Work order -> Work out the count of lines in the entries below that include "green", and write only that count.

[Point-per-instance localization data]
#####
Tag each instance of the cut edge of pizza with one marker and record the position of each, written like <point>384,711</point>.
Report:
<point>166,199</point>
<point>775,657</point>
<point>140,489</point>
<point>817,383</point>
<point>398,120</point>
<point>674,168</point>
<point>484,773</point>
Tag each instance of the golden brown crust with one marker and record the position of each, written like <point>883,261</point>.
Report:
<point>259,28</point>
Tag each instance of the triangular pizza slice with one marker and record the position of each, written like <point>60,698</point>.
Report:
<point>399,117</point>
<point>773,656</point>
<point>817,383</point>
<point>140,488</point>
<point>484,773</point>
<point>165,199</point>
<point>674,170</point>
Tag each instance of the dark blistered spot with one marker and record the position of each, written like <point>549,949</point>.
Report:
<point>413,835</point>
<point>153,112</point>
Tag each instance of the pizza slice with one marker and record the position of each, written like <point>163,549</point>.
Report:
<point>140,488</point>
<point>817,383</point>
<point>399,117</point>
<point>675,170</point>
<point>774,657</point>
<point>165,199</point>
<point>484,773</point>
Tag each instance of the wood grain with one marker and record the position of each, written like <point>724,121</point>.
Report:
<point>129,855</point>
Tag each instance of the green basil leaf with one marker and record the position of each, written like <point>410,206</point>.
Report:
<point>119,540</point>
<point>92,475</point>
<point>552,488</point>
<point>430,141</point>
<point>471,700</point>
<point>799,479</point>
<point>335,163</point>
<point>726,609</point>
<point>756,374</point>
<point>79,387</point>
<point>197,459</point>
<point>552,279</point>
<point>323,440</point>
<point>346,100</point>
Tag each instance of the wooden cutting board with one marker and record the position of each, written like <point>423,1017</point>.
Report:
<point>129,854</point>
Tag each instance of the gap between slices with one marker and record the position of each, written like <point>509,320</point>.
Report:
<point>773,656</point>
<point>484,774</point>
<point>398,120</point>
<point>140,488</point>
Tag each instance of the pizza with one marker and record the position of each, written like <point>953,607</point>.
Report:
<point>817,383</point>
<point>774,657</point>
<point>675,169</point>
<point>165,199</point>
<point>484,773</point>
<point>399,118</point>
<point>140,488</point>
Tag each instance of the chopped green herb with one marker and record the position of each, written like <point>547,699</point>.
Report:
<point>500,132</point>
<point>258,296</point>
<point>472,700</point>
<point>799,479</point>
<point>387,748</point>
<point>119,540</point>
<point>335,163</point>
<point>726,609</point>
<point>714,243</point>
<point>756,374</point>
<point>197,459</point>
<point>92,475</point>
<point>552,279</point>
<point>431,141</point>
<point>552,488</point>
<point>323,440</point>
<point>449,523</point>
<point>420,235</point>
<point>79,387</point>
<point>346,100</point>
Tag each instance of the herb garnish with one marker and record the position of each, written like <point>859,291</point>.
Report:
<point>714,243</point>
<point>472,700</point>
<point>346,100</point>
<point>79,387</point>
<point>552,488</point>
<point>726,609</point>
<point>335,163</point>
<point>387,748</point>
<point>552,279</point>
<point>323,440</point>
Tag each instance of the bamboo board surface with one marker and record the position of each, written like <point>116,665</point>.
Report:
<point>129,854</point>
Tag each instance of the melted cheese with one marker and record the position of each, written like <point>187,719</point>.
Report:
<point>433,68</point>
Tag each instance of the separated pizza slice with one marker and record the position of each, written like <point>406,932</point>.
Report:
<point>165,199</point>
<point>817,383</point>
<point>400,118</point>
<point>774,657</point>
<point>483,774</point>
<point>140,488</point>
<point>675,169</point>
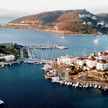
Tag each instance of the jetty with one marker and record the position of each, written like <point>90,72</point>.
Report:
<point>36,61</point>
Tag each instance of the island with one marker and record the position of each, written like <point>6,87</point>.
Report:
<point>89,71</point>
<point>78,21</point>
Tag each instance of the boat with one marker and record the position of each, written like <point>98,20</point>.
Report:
<point>1,104</point>
<point>62,37</point>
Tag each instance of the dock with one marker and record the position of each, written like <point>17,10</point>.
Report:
<point>36,61</point>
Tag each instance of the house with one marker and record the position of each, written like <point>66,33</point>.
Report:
<point>91,63</point>
<point>65,60</point>
<point>101,23</point>
<point>102,56</point>
<point>8,57</point>
<point>102,66</point>
<point>80,62</point>
<point>94,17</point>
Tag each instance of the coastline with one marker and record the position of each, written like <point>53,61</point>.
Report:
<point>64,33</point>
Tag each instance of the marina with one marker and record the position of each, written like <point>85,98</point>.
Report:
<point>27,80</point>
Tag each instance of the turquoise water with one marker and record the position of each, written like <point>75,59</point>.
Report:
<point>24,86</point>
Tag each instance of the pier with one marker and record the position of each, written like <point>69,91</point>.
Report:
<point>36,61</point>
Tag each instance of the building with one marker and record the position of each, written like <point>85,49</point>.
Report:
<point>8,57</point>
<point>102,66</point>
<point>94,17</point>
<point>91,63</point>
<point>80,62</point>
<point>65,60</point>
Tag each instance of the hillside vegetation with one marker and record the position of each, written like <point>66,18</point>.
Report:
<point>69,21</point>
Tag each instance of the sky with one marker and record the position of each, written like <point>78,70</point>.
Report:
<point>96,6</point>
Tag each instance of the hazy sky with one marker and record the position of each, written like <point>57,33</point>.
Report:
<point>46,5</point>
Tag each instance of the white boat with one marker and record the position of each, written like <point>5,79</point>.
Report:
<point>1,103</point>
<point>62,37</point>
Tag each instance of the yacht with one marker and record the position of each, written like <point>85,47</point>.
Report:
<point>1,104</point>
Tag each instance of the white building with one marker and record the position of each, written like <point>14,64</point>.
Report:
<point>84,15</point>
<point>94,17</point>
<point>65,60</point>
<point>80,62</point>
<point>8,57</point>
<point>102,66</point>
<point>101,23</point>
<point>91,63</point>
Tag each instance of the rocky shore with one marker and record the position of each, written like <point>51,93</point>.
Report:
<point>72,72</point>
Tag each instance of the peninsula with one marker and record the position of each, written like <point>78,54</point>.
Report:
<point>85,71</point>
<point>64,22</point>
<point>12,53</point>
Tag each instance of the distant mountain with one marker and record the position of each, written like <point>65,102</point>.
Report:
<point>68,21</point>
<point>103,16</point>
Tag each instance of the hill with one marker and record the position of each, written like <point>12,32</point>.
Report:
<point>68,21</point>
<point>103,16</point>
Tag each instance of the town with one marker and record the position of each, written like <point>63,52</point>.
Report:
<point>85,71</point>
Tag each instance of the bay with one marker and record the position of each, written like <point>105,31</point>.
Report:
<point>24,86</point>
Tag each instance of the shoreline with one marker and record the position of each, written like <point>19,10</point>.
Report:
<point>64,33</point>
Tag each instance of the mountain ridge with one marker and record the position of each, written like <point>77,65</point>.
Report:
<point>67,21</point>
#####
Solution to the exercise -> 2